Belediyecilik anlayışı sıfır. Her yere tenis kortu yaptılar. Sanırsın Erdemli'de Wimbledon şampiyonu var.
Mersin'de Anamur dahil her yere gittim. Deniz olup da, Erdemli merkezi haricinde yüzülemeyen tek yer görmedim.
Alata önü dedikleri yer var, bildiğin dereden boklar akıyor. Bok olmasa bile, çamur akıyor.
Bak bu sefer de başka bir şey diyeceğim. Deniz olup da, erdemli merkezi haricinde sahili olmayan tek yer görmedim.

▶ Verilen satırlar
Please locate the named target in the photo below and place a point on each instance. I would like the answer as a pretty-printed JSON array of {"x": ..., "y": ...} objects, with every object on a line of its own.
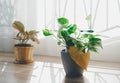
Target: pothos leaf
[{"x": 47, "y": 32}]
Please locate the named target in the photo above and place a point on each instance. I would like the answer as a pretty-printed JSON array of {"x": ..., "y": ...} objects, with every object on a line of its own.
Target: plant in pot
[
  {"x": 23, "y": 51},
  {"x": 78, "y": 44}
]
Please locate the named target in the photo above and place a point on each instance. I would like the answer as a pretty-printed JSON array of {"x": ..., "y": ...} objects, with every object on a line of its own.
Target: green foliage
[
  {"x": 24, "y": 36},
  {"x": 69, "y": 35}
]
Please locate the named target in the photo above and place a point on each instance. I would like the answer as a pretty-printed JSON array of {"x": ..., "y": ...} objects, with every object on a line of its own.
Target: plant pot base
[
  {"x": 72, "y": 70},
  {"x": 23, "y": 62},
  {"x": 23, "y": 54}
]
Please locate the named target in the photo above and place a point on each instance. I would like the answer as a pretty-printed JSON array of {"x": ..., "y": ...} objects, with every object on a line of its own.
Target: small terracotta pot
[{"x": 72, "y": 70}]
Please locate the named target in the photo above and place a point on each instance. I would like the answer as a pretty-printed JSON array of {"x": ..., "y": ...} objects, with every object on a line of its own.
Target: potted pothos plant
[
  {"x": 23, "y": 50},
  {"x": 78, "y": 43}
]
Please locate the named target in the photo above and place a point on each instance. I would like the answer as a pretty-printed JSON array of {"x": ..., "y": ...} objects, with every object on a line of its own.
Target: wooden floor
[{"x": 47, "y": 69}]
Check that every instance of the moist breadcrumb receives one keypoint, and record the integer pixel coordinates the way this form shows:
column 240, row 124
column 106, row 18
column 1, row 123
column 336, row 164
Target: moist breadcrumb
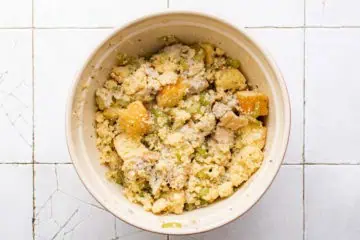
column 180, row 129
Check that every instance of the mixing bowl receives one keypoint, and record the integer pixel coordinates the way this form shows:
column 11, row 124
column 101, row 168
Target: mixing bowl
column 141, row 37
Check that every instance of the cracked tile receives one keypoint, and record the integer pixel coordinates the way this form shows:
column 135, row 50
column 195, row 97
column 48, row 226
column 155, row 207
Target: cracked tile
column 56, row 65
column 278, row 215
column 15, row 201
column 15, row 95
column 65, row 210
column 290, row 59
column 91, row 13
column 249, row 13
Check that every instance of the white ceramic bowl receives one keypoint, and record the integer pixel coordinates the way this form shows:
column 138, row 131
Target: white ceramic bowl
column 140, row 37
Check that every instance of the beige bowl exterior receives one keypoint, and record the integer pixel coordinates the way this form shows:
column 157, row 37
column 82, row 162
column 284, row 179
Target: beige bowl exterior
column 141, row 37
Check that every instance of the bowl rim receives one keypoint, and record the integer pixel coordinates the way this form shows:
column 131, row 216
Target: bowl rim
column 72, row 92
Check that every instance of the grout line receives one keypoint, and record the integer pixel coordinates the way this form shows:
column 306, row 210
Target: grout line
column 33, row 117
column 55, row 163
column 304, row 122
column 284, row 164
column 113, row 27
column 321, row 164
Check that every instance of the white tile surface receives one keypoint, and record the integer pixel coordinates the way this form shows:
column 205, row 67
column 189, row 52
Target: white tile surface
column 65, row 210
column 332, row 95
column 290, row 59
column 332, row 202
column 59, row 54
column 249, row 13
column 15, row 13
column 15, row 202
column 278, row 215
column 15, row 96
column 332, row 12
column 91, row 13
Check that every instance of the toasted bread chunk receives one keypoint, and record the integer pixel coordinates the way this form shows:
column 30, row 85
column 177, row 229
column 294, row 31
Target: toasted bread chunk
column 134, row 120
column 253, row 103
column 171, row 95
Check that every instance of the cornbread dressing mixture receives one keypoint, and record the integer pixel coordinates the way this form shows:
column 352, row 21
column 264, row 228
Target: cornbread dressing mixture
column 180, row 129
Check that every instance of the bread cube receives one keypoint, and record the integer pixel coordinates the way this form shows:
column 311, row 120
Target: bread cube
column 253, row 103
column 112, row 113
column 233, row 122
column 171, row 95
column 120, row 72
column 209, row 53
column 230, row 78
column 134, row 120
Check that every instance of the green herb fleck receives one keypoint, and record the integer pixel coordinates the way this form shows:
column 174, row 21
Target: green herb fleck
column 171, row 225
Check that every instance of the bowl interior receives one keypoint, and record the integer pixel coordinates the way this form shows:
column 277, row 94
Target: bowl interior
column 142, row 38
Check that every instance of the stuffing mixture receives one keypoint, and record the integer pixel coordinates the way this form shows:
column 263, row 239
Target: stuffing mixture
column 180, row 129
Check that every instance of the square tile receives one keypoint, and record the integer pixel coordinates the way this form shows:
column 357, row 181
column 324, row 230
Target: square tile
column 65, row 210
column 16, row 201
column 332, row 95
column 332, row 202
column 15, row 13
column 290, row 59
column 91, row 13
column 249, row 13
column 278, row 215
column 59, row 54
column 332, row 12
column 15, row 96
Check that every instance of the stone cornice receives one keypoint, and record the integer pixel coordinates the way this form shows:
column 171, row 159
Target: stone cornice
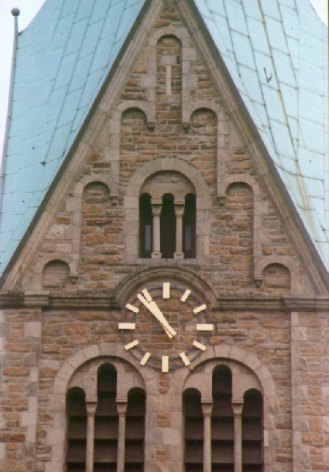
column 89, row 301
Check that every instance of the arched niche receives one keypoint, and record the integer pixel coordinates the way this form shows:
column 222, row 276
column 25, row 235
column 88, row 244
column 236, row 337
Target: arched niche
column 55, row 274
column 276, row 279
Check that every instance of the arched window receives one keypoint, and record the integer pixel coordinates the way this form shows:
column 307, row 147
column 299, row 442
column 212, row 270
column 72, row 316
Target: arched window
column 193, row 431
column 105, row 432
column 76, row 438
column 252, row 428
column 222, row 426
column 224, row 434
column 145, row 225
column 167, row 217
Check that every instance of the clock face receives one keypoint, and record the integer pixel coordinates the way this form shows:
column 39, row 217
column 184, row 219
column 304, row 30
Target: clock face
column 165, row 325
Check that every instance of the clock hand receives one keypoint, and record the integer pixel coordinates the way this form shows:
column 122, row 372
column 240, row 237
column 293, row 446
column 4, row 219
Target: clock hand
column 156, row 312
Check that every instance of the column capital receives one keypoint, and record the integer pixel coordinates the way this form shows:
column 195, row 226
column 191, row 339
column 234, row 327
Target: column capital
column 207, row 407
column 122, row 407
column 91, row 407
column 237, row 407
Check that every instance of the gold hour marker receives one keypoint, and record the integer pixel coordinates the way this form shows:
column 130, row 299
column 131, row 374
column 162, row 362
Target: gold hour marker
column 200, row 308
column 127, row 325
column 165, row 364
column 145, row 358
column 132, row 308
column 147, row 295
column 185, row 296
column 200, row 346
column 205, row 327
column 184, row 358
column 131, row 345
column 166, row 290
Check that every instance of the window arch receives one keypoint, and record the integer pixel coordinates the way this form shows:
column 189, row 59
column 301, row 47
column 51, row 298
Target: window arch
column 105, row 419
column 167, row 217
column 223, row 419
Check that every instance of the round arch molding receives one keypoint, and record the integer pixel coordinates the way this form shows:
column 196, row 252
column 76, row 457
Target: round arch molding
column 131, row 204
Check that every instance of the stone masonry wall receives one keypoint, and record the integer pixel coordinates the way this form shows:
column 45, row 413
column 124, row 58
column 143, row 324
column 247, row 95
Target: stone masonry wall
column 36, row 343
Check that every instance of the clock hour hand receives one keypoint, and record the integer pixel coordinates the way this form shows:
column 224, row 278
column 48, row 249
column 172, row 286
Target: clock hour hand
column 156, row 312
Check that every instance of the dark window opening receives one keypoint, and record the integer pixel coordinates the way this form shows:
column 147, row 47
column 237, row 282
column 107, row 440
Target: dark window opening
column 252, row 432
column 189, row 227
column 106, row 420
column 135, row 426
column 168, row 227
column 145, row 226
column 222, row 422
column 76, row 431
column 193, row 431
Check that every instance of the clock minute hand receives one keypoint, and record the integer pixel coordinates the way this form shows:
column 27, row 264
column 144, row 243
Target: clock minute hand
column 156, row 312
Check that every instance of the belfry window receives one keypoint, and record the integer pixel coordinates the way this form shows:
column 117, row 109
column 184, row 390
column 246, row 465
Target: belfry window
column 145, row 225
column 167, row 226
column 189, row 226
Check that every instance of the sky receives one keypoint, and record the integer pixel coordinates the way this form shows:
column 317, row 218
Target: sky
column 28, row 9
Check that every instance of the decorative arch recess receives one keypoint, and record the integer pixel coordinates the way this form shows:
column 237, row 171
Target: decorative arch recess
column 202, row 205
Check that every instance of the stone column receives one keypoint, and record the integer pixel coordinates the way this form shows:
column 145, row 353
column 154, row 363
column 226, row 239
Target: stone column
column 91, row 412
column 122, row 409
column 237, row 412
column 207, row 410
column 156, row 212
column 179, row 212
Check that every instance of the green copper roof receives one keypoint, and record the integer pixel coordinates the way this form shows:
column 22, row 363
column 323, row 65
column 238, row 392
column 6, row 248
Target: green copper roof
column 277, row 54
column 63, row 58
column 275, row 51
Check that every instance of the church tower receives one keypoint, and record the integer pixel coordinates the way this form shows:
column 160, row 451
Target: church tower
column 165, row 240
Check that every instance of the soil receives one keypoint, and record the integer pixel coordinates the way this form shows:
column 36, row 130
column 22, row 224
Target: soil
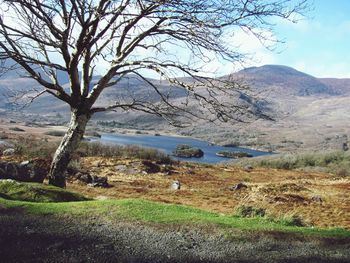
column 30, row 238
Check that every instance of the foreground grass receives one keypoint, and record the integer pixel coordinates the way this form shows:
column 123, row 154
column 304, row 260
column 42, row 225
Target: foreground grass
column 159, row 213
column 34, row 192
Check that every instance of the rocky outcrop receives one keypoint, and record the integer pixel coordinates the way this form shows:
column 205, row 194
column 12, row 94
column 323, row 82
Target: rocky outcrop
column 27, row 171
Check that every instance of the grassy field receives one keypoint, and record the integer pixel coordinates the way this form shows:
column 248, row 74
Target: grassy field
column 166, row 214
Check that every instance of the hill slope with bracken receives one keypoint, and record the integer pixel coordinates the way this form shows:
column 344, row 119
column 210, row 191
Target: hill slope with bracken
column 309, row 111
column 284, row 81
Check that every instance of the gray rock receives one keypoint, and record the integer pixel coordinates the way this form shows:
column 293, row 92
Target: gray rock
column 175, row 185
column 238, row 187
column 317, row 199
column 9, row 151
column 248, row 168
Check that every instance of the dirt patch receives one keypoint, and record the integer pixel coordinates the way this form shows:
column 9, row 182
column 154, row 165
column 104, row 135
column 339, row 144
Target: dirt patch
column 30, row 238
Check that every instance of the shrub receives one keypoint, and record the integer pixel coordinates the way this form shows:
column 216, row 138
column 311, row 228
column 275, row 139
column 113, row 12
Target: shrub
column 249, row 211
column 55, row 133
column 130, row 151
column 336, row 162
column 16, row 129
column 187, row 151
column 292, row 220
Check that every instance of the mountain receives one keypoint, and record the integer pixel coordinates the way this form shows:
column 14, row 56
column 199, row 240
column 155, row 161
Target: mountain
column 282, row 80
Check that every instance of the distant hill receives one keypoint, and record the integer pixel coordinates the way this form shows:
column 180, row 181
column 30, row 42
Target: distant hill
column 283, row 86
column 340, row 86
column 282, row 80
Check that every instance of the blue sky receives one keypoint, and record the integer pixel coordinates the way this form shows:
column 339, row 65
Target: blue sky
column 319, row 44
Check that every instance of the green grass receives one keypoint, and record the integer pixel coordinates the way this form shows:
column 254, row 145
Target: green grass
column 34, row 192
column 159, row 213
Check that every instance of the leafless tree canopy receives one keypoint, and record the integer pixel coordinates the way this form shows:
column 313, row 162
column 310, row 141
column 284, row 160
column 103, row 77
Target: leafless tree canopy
column 79, row 37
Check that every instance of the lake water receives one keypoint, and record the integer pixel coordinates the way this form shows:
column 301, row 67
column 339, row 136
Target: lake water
column 168, row 144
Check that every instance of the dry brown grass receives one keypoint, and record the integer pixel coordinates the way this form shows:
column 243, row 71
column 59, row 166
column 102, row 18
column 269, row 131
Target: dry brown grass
column 282, row 193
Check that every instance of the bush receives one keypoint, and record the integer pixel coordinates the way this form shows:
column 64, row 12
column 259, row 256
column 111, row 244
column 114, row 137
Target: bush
column 55, row 133
column 249, row 211
column 292, row 220
column 336, row 162
column 130, row 151
column 16, row 129
column 187, row 151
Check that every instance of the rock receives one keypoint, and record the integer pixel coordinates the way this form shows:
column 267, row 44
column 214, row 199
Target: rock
column 175, row 185
column 9, row 151
column 238, row 187
column 345, row 147
column 248, row 168
column 188, row 151
column 150, row 167
column 317, row 199
column 121, row 168
column 84, row 177
column 99, row 182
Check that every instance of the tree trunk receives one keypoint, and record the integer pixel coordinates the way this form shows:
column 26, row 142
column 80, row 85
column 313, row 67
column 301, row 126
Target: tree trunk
column 67, row 147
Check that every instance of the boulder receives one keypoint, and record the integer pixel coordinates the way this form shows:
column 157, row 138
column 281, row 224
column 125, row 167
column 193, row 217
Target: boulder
column 99, row 182
column 9, row 151
column 238, row 187
column 175, row 185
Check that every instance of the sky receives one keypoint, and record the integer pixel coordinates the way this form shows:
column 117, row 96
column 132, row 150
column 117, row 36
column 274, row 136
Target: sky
column 319, row 44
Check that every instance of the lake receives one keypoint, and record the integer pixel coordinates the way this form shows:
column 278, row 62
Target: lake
column 168, row 144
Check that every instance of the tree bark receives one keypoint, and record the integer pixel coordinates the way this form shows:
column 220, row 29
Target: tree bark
column 67, row 147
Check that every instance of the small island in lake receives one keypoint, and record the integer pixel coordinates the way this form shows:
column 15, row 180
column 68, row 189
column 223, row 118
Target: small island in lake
column 188, row 151
column 229, row 154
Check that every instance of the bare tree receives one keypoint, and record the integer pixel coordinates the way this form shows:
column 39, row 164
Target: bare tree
column 132, row 37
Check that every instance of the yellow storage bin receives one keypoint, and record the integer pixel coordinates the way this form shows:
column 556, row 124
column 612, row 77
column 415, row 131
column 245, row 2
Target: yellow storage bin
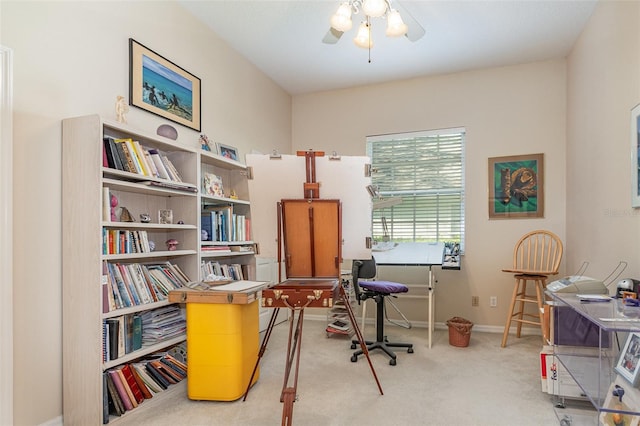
column 222, row 349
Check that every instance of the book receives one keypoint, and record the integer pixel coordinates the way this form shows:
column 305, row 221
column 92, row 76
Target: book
column 151, row 383
column 124, row 397
column 113, row 158
column 157, row 160
column 105, row 400
column 141, row 384
column 134, row 156
column 159, row 378
column 116, row 407
column 133, row 385
column 127, row 389
column 121, row 146
column 174, row 368
column 137, row 332
column 207, row 223
column 212, row 185
column 169, row 376
column 146, row 169
column 113, row 330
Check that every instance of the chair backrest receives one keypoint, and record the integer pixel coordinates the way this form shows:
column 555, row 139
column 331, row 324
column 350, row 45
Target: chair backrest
column 365, row 269
column 538, row 252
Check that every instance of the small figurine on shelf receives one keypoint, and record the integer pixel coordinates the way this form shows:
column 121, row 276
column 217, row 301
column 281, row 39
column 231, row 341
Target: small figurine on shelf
column 114, row 204
column 125, row 215
column 205, row 144
column 172, row 244
column 121, row 109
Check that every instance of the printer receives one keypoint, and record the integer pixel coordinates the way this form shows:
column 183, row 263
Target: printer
column 577, row 284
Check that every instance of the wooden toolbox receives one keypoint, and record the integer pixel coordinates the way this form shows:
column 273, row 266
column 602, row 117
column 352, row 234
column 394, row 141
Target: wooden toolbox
column 301, row 293
column 237, row 292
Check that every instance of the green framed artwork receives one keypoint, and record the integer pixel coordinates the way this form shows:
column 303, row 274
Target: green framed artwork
column 516, row 187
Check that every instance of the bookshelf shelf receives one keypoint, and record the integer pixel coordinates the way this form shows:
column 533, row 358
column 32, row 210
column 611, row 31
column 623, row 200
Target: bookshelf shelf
column 232, row 177
column 87, row 189
column 158, row 400
column 138, row 225
column 146, row 350
column 152, row 255
column 134, row 309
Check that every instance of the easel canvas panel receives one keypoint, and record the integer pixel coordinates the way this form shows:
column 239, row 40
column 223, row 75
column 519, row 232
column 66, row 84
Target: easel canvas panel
column 284, row 177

▶ Yapılacak iş
Erdemli hakkındaki belgede "Mersin'de Anamur dahil" ile "bile, çamur akıyor." arasındaki kısmı, ikisi de dahil, "Anamur" yerine "Silifke" yazarak tekrar ver.

▶ Tamamlanan çalışma
Mersin'de Silifke dahil her yere gittim. Deniz olup da, Erdemli merkezi haricinde yüzülemeyen tek yer görmedim.
Alata önü dedikleri yer var, bildiğin dereden boklar akıyor. Bok olmasa bile, çamur akıyor.